**What you need to do**
Excluding images, repeat the data exactly as given.

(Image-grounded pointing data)
+-------+

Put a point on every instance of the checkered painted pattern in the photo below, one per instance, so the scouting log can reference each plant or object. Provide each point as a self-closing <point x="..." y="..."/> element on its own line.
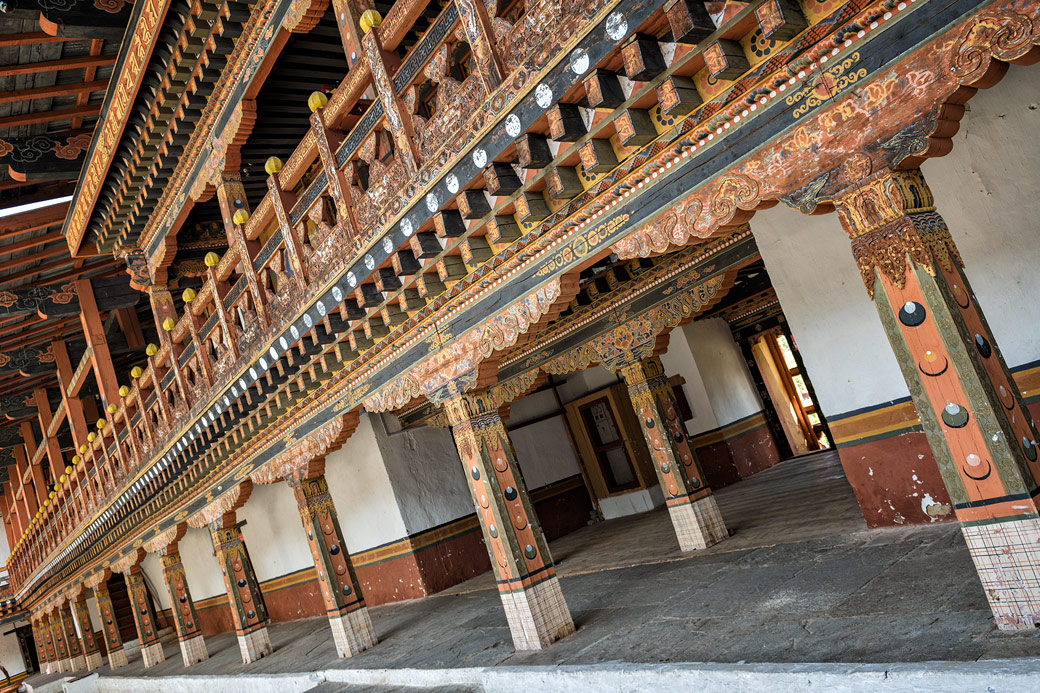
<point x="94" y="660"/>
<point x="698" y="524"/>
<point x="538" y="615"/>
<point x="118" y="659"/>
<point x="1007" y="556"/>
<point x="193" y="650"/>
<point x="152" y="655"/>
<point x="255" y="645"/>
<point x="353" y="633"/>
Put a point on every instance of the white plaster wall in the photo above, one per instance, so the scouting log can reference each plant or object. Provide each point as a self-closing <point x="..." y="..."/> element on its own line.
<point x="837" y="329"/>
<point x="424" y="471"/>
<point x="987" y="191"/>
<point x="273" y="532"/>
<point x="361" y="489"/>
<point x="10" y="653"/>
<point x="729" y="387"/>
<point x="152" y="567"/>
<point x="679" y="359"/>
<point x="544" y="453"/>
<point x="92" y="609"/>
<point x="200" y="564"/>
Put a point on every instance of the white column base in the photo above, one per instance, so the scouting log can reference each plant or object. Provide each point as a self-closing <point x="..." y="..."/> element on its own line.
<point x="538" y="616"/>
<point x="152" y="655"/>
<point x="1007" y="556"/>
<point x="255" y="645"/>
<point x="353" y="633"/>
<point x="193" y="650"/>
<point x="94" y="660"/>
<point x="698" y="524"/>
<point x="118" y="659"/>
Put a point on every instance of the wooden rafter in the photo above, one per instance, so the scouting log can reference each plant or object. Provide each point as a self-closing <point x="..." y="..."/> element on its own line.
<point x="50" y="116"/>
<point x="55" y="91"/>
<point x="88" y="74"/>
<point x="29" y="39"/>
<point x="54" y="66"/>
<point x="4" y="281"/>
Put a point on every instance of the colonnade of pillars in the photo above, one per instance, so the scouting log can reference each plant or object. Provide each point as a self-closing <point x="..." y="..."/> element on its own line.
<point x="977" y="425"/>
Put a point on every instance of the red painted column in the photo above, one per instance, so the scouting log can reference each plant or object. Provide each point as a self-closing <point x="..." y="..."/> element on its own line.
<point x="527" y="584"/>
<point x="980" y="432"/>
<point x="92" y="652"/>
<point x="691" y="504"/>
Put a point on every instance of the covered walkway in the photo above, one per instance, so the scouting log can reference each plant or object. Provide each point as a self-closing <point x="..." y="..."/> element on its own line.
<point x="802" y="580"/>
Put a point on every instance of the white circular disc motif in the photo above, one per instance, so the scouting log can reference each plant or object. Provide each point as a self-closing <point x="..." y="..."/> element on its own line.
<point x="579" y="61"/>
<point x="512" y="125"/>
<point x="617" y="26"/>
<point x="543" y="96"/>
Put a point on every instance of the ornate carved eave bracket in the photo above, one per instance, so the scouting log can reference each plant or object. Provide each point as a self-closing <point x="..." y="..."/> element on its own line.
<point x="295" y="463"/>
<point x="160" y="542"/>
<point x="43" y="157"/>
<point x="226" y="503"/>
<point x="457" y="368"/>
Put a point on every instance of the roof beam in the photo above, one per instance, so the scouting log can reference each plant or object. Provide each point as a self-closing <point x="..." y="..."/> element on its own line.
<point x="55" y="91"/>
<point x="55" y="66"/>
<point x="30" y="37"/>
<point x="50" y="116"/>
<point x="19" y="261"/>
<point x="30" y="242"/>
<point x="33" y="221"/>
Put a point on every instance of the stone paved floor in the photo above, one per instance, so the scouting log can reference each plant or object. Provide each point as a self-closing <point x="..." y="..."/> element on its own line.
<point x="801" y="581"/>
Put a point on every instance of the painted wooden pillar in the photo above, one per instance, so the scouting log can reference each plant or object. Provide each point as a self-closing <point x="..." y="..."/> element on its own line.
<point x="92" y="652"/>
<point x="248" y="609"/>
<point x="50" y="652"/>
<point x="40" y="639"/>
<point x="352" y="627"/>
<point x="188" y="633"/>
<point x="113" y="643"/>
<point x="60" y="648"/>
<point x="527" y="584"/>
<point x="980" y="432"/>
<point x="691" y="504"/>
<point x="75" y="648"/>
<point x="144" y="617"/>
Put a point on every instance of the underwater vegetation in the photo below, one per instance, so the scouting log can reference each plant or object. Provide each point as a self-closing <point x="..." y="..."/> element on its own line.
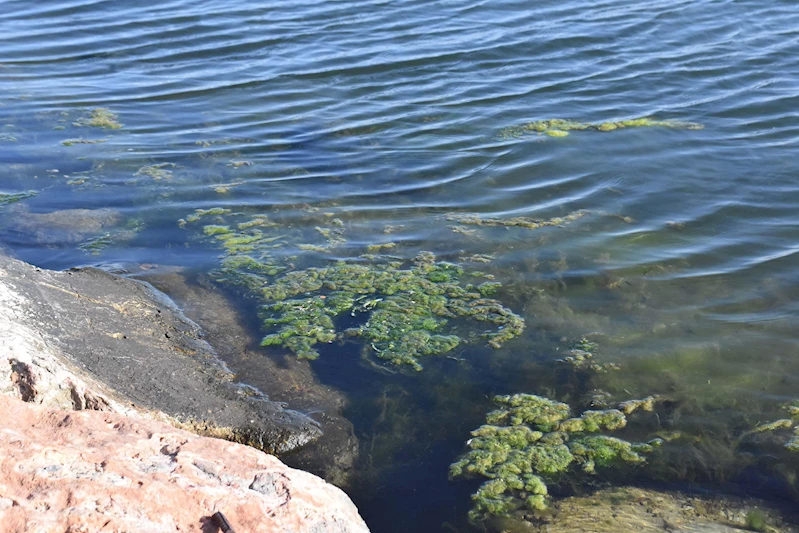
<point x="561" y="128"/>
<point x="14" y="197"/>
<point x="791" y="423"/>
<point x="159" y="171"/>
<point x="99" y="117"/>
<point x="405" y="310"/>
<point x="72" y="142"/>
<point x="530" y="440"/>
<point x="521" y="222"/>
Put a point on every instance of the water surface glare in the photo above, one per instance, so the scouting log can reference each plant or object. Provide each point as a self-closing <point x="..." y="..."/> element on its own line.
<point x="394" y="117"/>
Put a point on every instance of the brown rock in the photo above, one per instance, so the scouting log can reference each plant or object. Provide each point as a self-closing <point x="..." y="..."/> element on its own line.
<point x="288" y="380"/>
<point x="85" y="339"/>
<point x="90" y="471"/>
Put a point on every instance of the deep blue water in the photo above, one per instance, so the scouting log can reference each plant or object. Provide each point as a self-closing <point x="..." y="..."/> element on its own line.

+-------+

**Result**
Put a point on every instance of the checkered painted pattern in the photo below, one per instance, so the scouting log can reference each plant or object. Provide each point as a self-closing <point x="..." y="..."/> element on its own line.
<point x="94" y="660"/>
<point x="698" y="524"/>
<point x="538" y="615"/>
<point x="118" y="659"/>
<point x="1007" y="556"/>
<point x="193" y="650"/>
<point x="152" y="655"/>
<point x="255" y="645"/>
<point x="353" y="633"/>
Put a point on every instance of the white plaster wall in the photo above, one per instance, so the scouting log can reference each plant or object. Provide each point as a self-closing <point x="..." y="..."/> element on its own line.
<point x="837" y="329"/>
<point x="424" y="471"/>
<point x="987" y="191"/>
<point x="273" y="532"/>
<point x="361" y="489"/>
<point x="10" y="653"/>
<point x="729" y="387"/>
<point x="152" y="567"/>
<point x="679" y="359"/>
<point x="544" y="453"/>
<point x="92" y="609"/>
<point x="200" y="564"/>
Put a point on every instance of the white column base in the photo above, one per instance, so the scouting log can reference each plant or object. Provide each point as a self-closing <point x="..." y="..."/> element on its own line.
<point x="538" y="616"/>
<point x="152" y="655"/>
<point x="1007" y="556"/>
<point x="255" y="645"/>
<point x="353" y="633"/>
<point x="193" y="650"/>
<point x="94" y="660"/>
<point x="698" y="524"/>
<point x="118" y="659"/>
Put a point on every instance of the wooden rafter in the photo above, one per instance, so the scouting log can reference each plant or object. Provide each point as a self-closing <point x="..." y="..."/> element on its own line.
<point x="50" y="116"/>
<point x="55" y="91"/>
<point x="88" y="74"/>
<point x="29" y="39"/>
<point x="54" y="66"/>
<point x="4" y="281"/>
Put a point on every instance of the colonnade of pillars in the photo above, one per instance, so the scouting log can reference each plant or object. Provide each point as a self-closing <point x="..." y="..."/> element on its own line.
<point x="977" y="425"/>
Put a point on every instance of the red painted column in the photo above, one per instance, so the scouting log can reference each plant or object. Provide each point as a self-closing <point x="..." y="..."/> element on its own line.
<point x="527" y="584"/>
<point x="980" y="432"/>
<point x="92" y="652"/>
<point x="691" y="504"/>
Put a point on every instance of the covered walkway in the photo above, one per instance, so the scouting log can reference each plant or object. Provide each point as a self-closing <point x="..." y="..."/> element on its own line.
<point x="802" y="580"/>
Put a point on every instance of the white circular disc motif in the photo above, one per instance, so the scouting log can reference each plant or object. Provide each point as a self-closing <point x="..." y="..."/> element on its own line.
<point x="579" y="61"/>
<point x="512" y="125"/>
<point x="617" y="26"/>
<point x="543" y="96"/>
Put a point on every instance of the ornate carved eave bracket in the photo above, one per instance, so the scouting log can reference each plant or object. Provide each point as a self-closing <point x="..." y="..."/> element on its own line.
<point x="295" y="463"/>
<point x="160" y="542"/>
<point x="43" y="157"/>
<point x="226" y="503"/>
<point x="457" y="368"/>
Put a point on every instance of the roof beam in the photo above, one per instance, so the scouting log can reference each plant or object. Provide each point as a self-closing <point x="..." y="..."/> element on its own line.
<point x="55" y="91"/>
<point x="55" y="66"/>
<point x="30" y="37"/>
<point x="50" y="116"/>
<point x="19" y="261"/>
<point x="30" y="242"/>
<point x="33" y="221"/>
Put a point on every instance of the stone paved floor in the photo above, one per instance, so the scouting log can reference each plant or object. Provide each point as a self-closing <point x="..." y="..."/> element on its own line.
<point x="801" y="581"/>
Put a point on every instance of the painted wooden pillar in the photo above, one per instance, so the scouting log can reference each plant or object. Provide each point as a self-closing <point x="..." y="..."/> element on its own line.
<point x="92" y="652"/>
<point x="248" y="609"/>
<point x="50" y="652"/>
<point x="40" y="639"/>
<point x="352" y="627"/>
<point x="188" y="633"/>
<point x="113" y="643"/>
<point x="60" y="648"/>
<point x="527" y="584"/>
<point x="980" y="432"/>
<point x="691" y="504"/>
<point x="75" y="648"/>
<point x="144" y="617"/>
Put a point on every instance of the underwater vegetation in the photo below, one per instance, so the scouting log can reference each plant or object. Provide each point as a self-closing <point x="..." y="..."/> element on its own line.
<point x="561" y="128"/>
<point x="14" y="197"/>
<point x="791" y="423"/>
<point x="159" y="171"/>
<point x="99" y="117"/>
<point x="405" y="310"/>
<point x="72" y="142"/>
<point x="530" y="440"/>
<point x="521" y="222"/>
Put a point on every instance of the water surface glare in the photo above, one per instance, so the scouting log can reference each plant or object. Provide each point as a self-closing <point x="..." y="..."/> element on its own line.
<point x="394" y="117"/>
Put a point on every instance of the brown rock in the photo above, one per instance, so the scouting log can reference each plant or object. Provide each point as a self-closing <point x="..." y="..."/> element on its own line.
<point x="288" y="380"/>
<point x="85" y="339"/>
<point x="90" y="471"/>
Put a point on every instance of the deep blue water in the photo above, one per instance, so the scouting log can reference each plant or object. Provide each point as a self-closing <point x="..." y="..."/> element on its own line.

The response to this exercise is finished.